*Instructions to follow*.
Copy out all of the material below line for line, leaving every character unchanged.

[Object outline annotations]
==========

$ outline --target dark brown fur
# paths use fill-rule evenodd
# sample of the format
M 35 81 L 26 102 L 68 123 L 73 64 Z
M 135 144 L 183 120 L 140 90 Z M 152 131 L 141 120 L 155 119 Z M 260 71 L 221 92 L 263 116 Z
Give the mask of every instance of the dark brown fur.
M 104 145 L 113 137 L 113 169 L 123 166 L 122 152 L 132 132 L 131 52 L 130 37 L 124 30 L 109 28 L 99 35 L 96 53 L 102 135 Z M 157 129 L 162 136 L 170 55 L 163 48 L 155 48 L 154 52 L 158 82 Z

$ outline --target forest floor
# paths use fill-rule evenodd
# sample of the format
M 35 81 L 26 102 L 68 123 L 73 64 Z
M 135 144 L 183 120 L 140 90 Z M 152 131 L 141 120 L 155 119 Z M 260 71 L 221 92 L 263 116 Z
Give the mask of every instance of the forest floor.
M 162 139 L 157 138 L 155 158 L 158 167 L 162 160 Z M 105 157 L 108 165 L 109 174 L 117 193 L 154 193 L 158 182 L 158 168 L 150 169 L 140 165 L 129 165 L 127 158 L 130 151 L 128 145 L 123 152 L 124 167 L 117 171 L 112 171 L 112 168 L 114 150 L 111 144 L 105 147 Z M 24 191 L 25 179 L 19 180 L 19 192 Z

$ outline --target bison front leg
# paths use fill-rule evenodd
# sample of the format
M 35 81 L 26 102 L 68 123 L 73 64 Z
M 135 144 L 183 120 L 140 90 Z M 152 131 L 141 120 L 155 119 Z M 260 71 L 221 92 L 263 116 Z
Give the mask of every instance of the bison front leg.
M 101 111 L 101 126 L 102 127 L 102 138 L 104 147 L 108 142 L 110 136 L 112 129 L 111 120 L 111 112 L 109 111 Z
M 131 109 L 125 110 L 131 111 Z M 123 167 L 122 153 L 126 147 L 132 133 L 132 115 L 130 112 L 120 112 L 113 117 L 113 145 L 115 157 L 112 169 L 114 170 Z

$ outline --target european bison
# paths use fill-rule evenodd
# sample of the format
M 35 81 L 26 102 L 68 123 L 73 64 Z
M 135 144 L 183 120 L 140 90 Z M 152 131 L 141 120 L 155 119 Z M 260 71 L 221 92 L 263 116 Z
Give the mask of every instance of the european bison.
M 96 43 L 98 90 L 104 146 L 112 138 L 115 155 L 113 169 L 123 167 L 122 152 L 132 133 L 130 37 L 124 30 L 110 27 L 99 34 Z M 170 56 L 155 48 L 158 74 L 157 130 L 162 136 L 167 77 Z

==========

*Exercise answer*.
$ outline --target dark brown fur
# paths use fill-rule evenodd
# sample of the format
M 35 81 L 26 102 L 68 123 L 73 64 Z
M 135 144 L 183 120 L 140 90 Z M 152 131 L 141 120 L 155 119 Z M 260 71 L 221 92 L 263 116 Z
Give the mask of every instance of the dark brown fur.
M 104 145 L 113 137 L 113 169 L 123 166 L 122 152 L 132 132 L 131 52 L 130 37 L 124 30 L 109 28 L 99 35 L 96 53 L 102 135 Z M 157 129 L 162 136 L 170 55 L 163 48 L 155 48 L 154 52 L 158 82 Z

$ outline --target forest floor
# paths use fill-rule evenodd
# sample of the format
M 35 81 L 26 102 L 68 123 L 73 64 Z
M 135 144 L 183 120 L 140 90 Z M 152 131 L 141 120 L 155 119 Z M 260 71 L 221 92 L 263 116 Z
Give the mask of every instance of the forest floor.
M 162 139 L 157 138 L 155 158 L 158 167 L 162 160 Z M 105 157 L 108 165 L 109 174 L 117 193 L 154 193 L 158 182 L 158 168 L 150 169 L 140 165 L 129 165 L 127 158 L 130 151 L 128 145 L 123 152 L 124 167 L 117 171 L 112 171 L 112 168 L 114 150 L 111 144 L 105 147 Z M 24 191 L 25 179 L 19 180 L 19 192 Z

$ outline --target bison front leg
# paths use fill-rule evenodd
# sample of the format
M 35 81 L 26 102 L 68 123 L 73 64 Z
M 135 144 L 183 120 L 140 90 Z M 152 131 L 141 120 L 155 119 Z M 260 71 L 221 92 L 263 116 Z
Give the mask of every instance of the bison front leg.
M 101 111 L 101 126 L 102 127 L 102 138 L 104 147 L 108 142 L 110 136 L 112 129 L 111 120 L 111 112 L 109 111 Z
M 131 109 L 125 110 L 131 111 Z M 123 167 L 122 153 L 126 147 L 132 133 L 132 115 L 130 112 L 120 112 L 113 117 L 113 145 L 115 157 L 112 169 L 114 170 Z

$ outline --target european bison
# paths use fill-rule evenodd
# sample of the format
M 35 81 L 26 102 L 68 123 L 73 64 Z
M 135 144 L 183 120 L 140 90 Z M 152 131 L 141 120 L 155 119 Z M 260 71 L 221 92 L 263 116 Z
Give the mask of every instance of the european bison.
M 96 43 L 98 90 L 104 146 L 112 138 L 115 155 L 113 169 L 123 167 L 122 152 L 132 133 L 130 37 L 124 30 L 110 27 L 99 34 Z M 170 56 L 155 48 L 158 74 L 157 130 L 162 136 L 167 77 Z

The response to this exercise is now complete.